Data to use

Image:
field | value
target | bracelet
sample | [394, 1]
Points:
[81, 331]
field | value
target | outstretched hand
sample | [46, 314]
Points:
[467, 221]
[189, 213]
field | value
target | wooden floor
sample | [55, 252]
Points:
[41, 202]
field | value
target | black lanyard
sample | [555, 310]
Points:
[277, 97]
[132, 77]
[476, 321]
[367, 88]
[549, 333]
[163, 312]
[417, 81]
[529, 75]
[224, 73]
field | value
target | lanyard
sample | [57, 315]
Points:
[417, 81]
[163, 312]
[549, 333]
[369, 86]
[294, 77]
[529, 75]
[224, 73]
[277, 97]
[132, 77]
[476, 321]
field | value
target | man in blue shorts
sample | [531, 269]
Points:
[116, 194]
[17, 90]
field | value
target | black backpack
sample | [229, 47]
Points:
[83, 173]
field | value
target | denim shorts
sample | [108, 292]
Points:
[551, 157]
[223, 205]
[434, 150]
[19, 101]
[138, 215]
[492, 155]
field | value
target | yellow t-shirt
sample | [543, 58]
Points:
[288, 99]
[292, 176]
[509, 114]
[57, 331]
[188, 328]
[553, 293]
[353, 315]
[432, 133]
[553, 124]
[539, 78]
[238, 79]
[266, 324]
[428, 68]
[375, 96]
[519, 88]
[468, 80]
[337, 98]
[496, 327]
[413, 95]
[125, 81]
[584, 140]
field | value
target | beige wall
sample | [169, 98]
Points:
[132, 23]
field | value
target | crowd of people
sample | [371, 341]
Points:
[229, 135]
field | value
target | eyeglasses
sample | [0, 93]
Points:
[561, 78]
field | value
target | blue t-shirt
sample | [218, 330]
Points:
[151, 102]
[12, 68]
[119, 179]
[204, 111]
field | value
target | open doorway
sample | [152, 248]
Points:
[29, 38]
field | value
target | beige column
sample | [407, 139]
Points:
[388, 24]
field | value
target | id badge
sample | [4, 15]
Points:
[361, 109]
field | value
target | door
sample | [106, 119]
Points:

Exercise instructions
Reproduce the material in full, with no word added or dropped.

Answer to this exercise
Image:
field | value
target | bracelet
sample | [394, 1]
Points:
[81, 331]
field | value
target | outstretched hand
sample | [46, 314]
Points:
[467, 221]
[189, 213]
field | value
target | wooden floor
sample | [55, 252]
Points:
[41, 202]
field | value
target | black lanyard
sample | [555, 310]
Points:
[277, 97]
[132, 77]
[476, 321]
[367, 88]
[549, 333]
[163, 312]
[417, 81]
[529, 75]
[224, 73]
field | value
target | lanyard
sample | [57, 315]
Points:
[417, 81]
[163, 312]
[549, 333]
[369, 86]
[294, 77]
[529, 75]
[224, 73]
[277, 97]
[132, 77]
[476, 321]
field | value
target | man in blue shorts
sample | [531, 269]
Points:
[116, 194]
[17, 90]
field | value
target | black backpack
sample | [229, 47]
Points:
[83, 173]
field | value
target | denim shorts
sample | [108, 292]
Points:
[551, 157]
[223, 205]
[434, 150]
[19, 101]
[138, 215]
[492, 155]
field | value
target | yellow t-shirt
sample | [543, 58]
Points:
[288, 99]
[292, 176]
[509, 114]
[57, 331]
[188, 328]
[553, 293]
[353, 315]
[432, 133]
[553, 124]
[539, 78]
[238, 79]
[266, 324]
[428, 68]
[375, 96]
[519, 88]
[468, 80]
[337, 98]
[496, 327]
[413, 95]
[125, 81]
[584, 140]
field | value
target | beige wall
sample | [169, 98]
Points:
[132, 23]
field | value
target | crowd of people
sample | [371, 341]
Points:
[229, 135]
field | value
target | eyeglasses
sample | [0, 93]
Points:
[561, 78]
field | value
target | blue t-shirt
sample | [218, 330]
Points:
[151, 102]
[12, 68]
[119, 179]
[204, 111]
field | value
target | open doorway
sample | [152, 248]
Points:
[29, 38]
field | value
target | beige column
sample | [407, 139]
Points:
[388, 24]
field | value
target | id badge
sample | [4, 15]
Points:
[361, 109]
field | value
target | door
sample | [106, 119]
Points:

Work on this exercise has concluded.